**Given exercise**
Extract every line from the records below that contains the word "blue", copying each line in full.

**Dataset content**

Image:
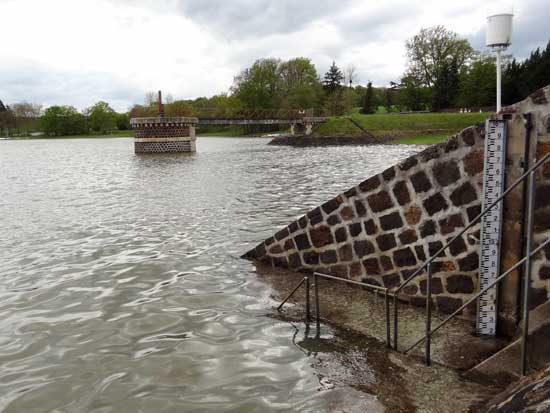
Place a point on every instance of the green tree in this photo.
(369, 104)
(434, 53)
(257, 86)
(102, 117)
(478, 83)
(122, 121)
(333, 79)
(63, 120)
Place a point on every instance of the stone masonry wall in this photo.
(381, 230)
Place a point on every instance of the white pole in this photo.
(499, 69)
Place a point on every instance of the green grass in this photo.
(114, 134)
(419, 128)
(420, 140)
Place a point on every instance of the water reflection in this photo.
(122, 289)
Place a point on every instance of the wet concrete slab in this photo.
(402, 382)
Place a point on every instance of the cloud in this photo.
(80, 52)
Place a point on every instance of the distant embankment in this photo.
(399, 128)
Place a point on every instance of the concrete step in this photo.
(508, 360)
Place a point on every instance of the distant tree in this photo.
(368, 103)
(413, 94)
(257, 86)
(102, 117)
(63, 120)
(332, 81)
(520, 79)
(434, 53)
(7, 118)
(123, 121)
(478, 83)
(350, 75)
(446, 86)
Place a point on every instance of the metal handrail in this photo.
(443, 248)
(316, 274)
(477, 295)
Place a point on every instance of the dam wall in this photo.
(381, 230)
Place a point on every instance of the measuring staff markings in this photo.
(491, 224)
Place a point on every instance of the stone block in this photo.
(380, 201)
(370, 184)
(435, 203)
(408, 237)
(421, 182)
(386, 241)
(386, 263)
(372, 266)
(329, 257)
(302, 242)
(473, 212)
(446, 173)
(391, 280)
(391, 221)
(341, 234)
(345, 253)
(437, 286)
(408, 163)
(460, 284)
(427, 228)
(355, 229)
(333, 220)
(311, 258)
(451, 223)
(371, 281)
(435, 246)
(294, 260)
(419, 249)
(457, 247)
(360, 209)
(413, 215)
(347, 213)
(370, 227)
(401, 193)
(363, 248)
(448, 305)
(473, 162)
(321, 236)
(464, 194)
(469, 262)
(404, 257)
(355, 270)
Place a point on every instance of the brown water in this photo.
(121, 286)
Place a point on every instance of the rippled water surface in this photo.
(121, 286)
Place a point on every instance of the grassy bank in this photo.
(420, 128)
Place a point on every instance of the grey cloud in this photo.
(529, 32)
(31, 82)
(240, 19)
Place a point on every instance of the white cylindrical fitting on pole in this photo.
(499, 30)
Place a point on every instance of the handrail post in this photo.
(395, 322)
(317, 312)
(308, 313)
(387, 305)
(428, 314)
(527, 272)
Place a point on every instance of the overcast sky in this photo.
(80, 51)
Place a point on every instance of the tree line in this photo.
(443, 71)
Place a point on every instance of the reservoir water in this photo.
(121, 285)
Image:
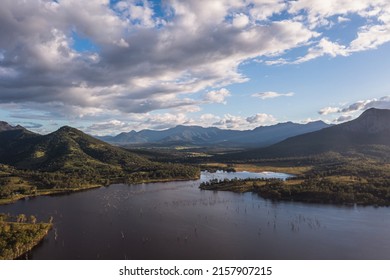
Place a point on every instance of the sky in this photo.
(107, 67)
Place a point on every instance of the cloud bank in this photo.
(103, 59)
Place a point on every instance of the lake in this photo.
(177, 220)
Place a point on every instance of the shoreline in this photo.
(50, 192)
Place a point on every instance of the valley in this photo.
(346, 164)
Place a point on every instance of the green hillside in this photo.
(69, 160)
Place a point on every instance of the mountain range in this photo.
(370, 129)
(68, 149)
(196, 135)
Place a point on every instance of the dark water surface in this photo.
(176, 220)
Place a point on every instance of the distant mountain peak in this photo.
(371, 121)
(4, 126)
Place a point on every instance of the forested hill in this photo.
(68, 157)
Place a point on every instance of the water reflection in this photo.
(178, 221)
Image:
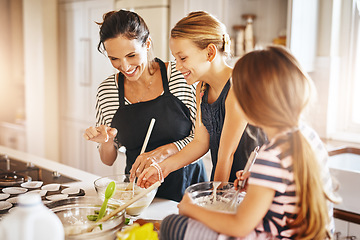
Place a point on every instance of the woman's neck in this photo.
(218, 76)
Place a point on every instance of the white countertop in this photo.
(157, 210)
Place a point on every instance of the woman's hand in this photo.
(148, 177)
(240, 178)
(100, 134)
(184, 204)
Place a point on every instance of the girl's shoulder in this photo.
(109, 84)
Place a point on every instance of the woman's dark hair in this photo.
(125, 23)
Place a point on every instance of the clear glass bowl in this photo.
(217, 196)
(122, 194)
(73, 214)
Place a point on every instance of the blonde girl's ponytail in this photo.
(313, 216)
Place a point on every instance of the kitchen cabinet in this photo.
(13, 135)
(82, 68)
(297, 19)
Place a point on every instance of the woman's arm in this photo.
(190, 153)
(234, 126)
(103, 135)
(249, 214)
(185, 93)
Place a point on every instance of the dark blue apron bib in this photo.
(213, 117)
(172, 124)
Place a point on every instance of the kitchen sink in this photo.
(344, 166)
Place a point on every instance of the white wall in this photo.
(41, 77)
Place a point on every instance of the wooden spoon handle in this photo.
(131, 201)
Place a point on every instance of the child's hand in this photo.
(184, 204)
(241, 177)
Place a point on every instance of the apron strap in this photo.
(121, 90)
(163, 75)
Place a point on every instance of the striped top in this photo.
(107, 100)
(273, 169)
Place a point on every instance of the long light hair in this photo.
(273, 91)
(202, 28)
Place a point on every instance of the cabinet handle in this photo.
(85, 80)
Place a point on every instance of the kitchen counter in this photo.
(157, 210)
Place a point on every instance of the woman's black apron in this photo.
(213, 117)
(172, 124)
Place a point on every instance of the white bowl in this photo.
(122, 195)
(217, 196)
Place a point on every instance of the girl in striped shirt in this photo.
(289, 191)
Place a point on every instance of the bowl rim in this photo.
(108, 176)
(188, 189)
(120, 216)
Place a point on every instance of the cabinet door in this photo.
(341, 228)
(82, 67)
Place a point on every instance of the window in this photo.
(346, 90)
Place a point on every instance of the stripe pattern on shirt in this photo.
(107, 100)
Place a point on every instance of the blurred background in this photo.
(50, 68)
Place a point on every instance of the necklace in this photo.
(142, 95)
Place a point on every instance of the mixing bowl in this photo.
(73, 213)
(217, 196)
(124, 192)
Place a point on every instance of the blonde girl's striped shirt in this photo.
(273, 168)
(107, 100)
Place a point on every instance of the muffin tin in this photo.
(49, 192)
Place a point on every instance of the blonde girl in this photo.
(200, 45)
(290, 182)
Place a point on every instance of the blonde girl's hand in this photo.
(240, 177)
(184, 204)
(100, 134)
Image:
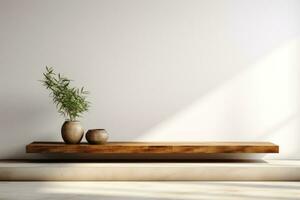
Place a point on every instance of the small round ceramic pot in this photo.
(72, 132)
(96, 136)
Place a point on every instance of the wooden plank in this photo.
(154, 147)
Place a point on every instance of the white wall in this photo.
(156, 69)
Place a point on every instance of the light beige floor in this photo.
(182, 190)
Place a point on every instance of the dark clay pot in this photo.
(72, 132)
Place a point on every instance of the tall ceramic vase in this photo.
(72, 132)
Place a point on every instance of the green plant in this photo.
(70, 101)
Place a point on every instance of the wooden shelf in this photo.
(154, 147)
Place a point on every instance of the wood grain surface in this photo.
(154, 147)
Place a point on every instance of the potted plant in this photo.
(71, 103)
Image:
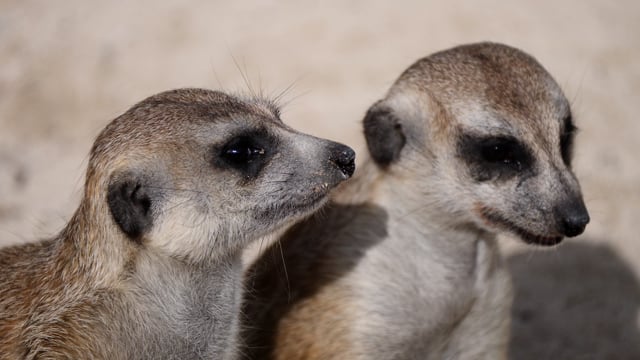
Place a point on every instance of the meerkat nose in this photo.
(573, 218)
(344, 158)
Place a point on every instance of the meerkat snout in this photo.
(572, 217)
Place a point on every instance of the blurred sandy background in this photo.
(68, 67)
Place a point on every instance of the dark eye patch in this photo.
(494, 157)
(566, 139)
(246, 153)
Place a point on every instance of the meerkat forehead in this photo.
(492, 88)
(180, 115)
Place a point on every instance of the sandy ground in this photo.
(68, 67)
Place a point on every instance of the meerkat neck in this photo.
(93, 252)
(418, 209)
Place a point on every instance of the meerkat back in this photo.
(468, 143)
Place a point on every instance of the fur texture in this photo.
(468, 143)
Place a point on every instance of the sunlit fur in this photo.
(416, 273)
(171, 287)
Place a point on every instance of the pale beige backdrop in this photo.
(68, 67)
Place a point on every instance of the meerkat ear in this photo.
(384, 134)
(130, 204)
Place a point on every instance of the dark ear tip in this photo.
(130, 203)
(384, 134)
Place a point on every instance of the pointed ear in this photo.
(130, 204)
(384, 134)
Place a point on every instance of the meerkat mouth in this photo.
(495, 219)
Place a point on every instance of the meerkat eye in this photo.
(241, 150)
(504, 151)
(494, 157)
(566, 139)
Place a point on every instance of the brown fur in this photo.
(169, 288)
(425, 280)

...

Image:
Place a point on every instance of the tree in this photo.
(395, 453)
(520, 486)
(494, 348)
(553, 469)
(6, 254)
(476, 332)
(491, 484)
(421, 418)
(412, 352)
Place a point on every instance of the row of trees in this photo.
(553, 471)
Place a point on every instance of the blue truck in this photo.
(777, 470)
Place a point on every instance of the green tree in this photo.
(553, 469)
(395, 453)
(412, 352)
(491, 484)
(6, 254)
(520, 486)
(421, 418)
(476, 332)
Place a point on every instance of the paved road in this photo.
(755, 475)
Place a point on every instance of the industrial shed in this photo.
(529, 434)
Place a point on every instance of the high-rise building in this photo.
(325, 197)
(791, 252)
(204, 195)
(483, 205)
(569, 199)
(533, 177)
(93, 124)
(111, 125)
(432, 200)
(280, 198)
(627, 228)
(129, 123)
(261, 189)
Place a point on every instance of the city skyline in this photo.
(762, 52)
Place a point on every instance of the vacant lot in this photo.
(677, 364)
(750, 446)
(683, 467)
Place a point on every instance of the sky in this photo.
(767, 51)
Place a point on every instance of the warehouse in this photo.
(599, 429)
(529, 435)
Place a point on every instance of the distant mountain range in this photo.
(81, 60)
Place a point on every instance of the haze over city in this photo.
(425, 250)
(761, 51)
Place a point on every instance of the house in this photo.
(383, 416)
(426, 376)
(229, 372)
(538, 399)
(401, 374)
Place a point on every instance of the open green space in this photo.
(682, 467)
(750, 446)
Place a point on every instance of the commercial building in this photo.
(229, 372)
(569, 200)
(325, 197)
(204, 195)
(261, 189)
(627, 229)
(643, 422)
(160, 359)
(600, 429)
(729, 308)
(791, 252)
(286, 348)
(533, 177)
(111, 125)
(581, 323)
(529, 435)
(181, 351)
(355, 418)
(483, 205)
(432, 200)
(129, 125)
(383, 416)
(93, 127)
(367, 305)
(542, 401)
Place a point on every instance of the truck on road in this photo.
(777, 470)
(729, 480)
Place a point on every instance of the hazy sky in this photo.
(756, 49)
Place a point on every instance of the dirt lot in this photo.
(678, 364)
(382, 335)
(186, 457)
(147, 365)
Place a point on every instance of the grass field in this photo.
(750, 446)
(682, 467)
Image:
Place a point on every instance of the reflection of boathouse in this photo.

---

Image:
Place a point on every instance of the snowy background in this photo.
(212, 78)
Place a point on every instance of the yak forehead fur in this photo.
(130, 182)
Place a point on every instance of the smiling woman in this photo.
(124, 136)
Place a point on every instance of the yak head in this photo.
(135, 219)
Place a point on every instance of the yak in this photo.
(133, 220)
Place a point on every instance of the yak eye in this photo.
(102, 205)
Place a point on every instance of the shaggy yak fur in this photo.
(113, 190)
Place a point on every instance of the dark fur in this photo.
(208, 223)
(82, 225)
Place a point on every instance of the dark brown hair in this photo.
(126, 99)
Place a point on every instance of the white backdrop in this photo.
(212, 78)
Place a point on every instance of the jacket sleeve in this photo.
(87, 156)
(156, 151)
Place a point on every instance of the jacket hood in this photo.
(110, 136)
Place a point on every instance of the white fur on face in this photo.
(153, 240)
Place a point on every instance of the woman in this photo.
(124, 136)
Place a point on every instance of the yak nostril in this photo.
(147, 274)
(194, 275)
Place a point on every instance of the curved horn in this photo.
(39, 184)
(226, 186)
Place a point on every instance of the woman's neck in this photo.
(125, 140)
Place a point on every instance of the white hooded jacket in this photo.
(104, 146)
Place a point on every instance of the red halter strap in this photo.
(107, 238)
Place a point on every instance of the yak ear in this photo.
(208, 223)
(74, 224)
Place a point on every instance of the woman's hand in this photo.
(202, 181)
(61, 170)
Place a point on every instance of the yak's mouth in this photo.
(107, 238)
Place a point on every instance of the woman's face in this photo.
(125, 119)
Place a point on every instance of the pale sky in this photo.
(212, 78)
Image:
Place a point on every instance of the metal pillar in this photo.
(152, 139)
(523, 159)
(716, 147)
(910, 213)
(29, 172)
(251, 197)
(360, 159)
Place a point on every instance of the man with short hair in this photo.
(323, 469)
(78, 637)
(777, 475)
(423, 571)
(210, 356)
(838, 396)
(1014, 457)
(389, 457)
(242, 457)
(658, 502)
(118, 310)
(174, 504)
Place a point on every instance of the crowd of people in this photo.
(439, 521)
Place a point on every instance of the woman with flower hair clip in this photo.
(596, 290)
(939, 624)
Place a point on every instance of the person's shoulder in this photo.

**Exercise answer**
Place a point on every instance of the dark blue apron bib in this photo.
Place a point on every instance of the blue truck in this photo.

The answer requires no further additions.